» **READING PASSAGE**:
☆ ☆ ☆ ☆ ☆ ☆ ☆
Monday 13 May 2013

BRITTEN 100 / Wilson Goh and Friends / Review


BRITTEN 100
Wilson Goh & Friends
The Living Room @ The Arts House
Saturday (11 May 2013)

This review was published in The Straits Times on 13 May 2013 with the title "Intimate Britten".

The celebration of Benjamin Britten’s centenary in Singapore has come in earnest, heralded by the Singapore Symphony Orchestra’s production of his blockbuster War Requiem in April, and now with local tenor Wilson Goh’s two-concert tribute of a more intimate kind. No composer has quite matched Britten in setting English texts to music, who so skilfully married poetic eloquence with a rarefied and austere beauty.

The first evening was devoted to Britten’s five canticles, song settings for tenor, various combinations of voices and instruments on inspirations of a biblical or spiritual kind. Performed straight through, these demanding works would have strained the endurance and concentration of musicians and audience, and so each canticle was prefaced by introductory statements that were both helpful and educational.
☆ ☆ ☆ ☆ ☆ ☆ ☆
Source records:
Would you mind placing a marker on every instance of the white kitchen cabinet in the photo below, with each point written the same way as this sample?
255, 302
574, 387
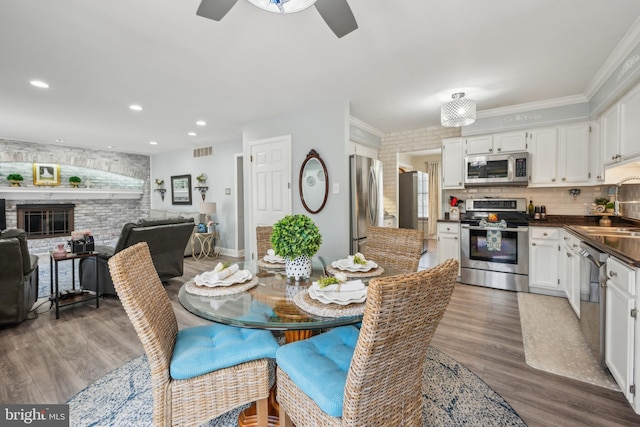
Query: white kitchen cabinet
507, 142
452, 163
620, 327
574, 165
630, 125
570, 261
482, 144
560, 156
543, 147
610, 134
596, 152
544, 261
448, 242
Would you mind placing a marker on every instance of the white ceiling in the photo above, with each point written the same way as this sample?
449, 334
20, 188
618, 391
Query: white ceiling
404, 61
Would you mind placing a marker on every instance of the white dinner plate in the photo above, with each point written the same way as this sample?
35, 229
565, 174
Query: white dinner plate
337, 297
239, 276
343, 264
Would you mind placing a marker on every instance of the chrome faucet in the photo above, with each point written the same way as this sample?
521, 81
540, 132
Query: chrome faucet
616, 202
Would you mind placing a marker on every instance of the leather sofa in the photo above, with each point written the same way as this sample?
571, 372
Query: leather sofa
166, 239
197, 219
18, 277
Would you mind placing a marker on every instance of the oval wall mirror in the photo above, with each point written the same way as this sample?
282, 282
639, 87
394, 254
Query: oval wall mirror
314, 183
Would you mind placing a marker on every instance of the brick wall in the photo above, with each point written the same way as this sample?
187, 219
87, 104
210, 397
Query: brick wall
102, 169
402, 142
☆ ☆ ☆ ☆ ☆ ☆ ☆
» **WORK INSTRUCTION**: Pick up the review of the Britten 100 concert from its last sentence and carry it on in the same voice.

» **TASK ANSWER**:
Counter-tenor Cyril Wong, an award-winning poet himself, spoke on the origins of the texts while Goh explained each piece with musical examples. Britten without tears or fears, it would appear, but this gambit worked a charm as it kept the small audience totally attentive and engaged. Then the music began.


Tenor Adrian Poon sang the First Canticle, entitled My Beloved Is Mine, with a spring in his step. The lightest of the five pieces, its yearning and melisma came through winningly, and one was allowed to ponder the words which seemed deliberately ambivalent. Was this agape love as espoused by organised religion or one of a homoerotic variety?   


The Second Canticle, Abraham And Isaac, was a duet uniting tenor Goh and countertenor Wong as Genesis father and son on the touchy subject of child sacrifice and unwavering faith. Their voices blended beautifully, Goh’s rich resonance with Wong’s guileless innocence. Again the conversations between mankind and creator suggested a kind of divine ménage a trois. Little wonder printed texts were not provided.


Alan Kartik’s evocative French horn added an element of drama and conflict in the Third Canticle, from the poem Still Falls The Rain by Edith Sitwell. Challenged by each brassy rebuke, Goh’s response was one of sonorous sobriety and ultimately solace. With both declamatory threads united at the last page, the piece sought comfort in the midst of tragedy.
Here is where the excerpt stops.